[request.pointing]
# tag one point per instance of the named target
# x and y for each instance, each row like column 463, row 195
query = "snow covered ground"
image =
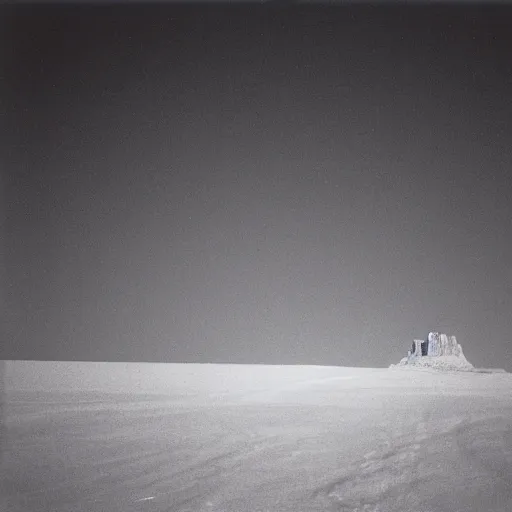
column 111, row 437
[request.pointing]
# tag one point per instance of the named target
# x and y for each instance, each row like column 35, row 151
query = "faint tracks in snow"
column 394, row 477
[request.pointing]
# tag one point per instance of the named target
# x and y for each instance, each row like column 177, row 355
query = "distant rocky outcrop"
column 438, row 351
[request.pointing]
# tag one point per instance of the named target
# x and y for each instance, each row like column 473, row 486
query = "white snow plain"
column 119, row 437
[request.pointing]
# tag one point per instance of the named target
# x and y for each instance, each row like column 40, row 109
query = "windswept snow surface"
column 236, row 438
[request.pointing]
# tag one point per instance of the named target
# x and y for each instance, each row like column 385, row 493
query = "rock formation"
column 438, row 351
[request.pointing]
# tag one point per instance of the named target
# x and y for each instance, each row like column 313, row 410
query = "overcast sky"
column 291, row 186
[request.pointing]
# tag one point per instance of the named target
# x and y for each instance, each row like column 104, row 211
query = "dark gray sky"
column 314, row 185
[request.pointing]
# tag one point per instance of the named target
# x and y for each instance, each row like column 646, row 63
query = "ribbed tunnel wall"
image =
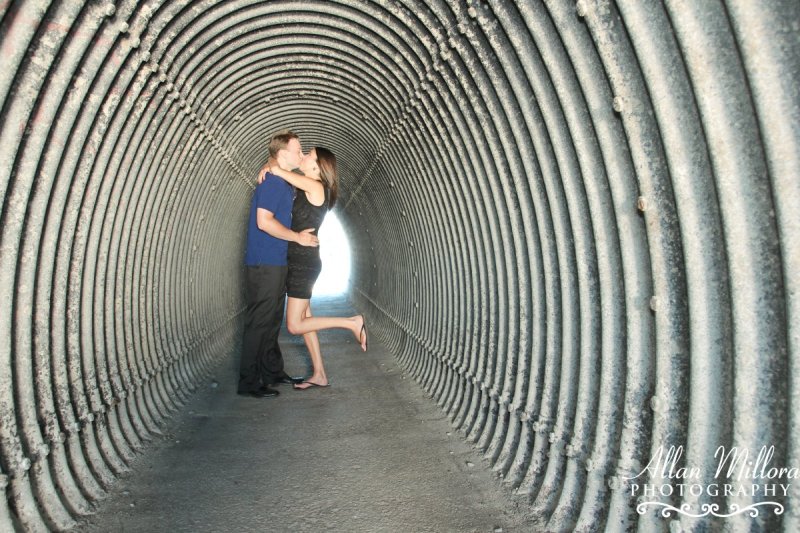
column 575, row 225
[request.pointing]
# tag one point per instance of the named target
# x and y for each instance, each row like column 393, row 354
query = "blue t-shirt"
column 277, row 196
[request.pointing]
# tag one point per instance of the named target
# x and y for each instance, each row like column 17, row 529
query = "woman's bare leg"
column 299, row 324
column 312, row 343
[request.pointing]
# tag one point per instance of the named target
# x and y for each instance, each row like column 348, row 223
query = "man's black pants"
column 262, row 361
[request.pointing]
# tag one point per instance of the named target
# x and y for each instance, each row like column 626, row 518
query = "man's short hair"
column 280, row 141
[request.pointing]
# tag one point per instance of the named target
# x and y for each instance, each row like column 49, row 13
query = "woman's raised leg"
column 299, row 324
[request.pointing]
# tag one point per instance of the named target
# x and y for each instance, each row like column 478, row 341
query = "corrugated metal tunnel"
column 575, row 225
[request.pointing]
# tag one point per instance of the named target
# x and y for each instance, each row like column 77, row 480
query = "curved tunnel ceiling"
column 575, row 225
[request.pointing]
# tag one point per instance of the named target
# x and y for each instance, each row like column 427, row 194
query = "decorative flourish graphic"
column 709, row 509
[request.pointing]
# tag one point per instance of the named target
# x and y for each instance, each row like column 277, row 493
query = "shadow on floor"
column 370, row 453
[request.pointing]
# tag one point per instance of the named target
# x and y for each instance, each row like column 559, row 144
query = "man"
column 268, row 237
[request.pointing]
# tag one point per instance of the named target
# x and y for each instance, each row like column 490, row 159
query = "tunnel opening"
column 334, row 280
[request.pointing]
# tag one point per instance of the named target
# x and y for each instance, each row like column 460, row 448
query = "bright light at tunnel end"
column 334, row 250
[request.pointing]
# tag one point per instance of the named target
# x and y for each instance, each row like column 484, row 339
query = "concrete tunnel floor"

******************************

## [OBJECTIVE]
Write out the records above word for word, from their start through the line that contains "column 111, row 437", both ends included. Leave the pictures out of your answer.

## [RESULT OF THIS TASK]
[request.pointing]
# tag one point per instance of the named target
# x and y for each instance, each row like column 463, row 195
query = "snow covered ground"
image =
column 111, row 437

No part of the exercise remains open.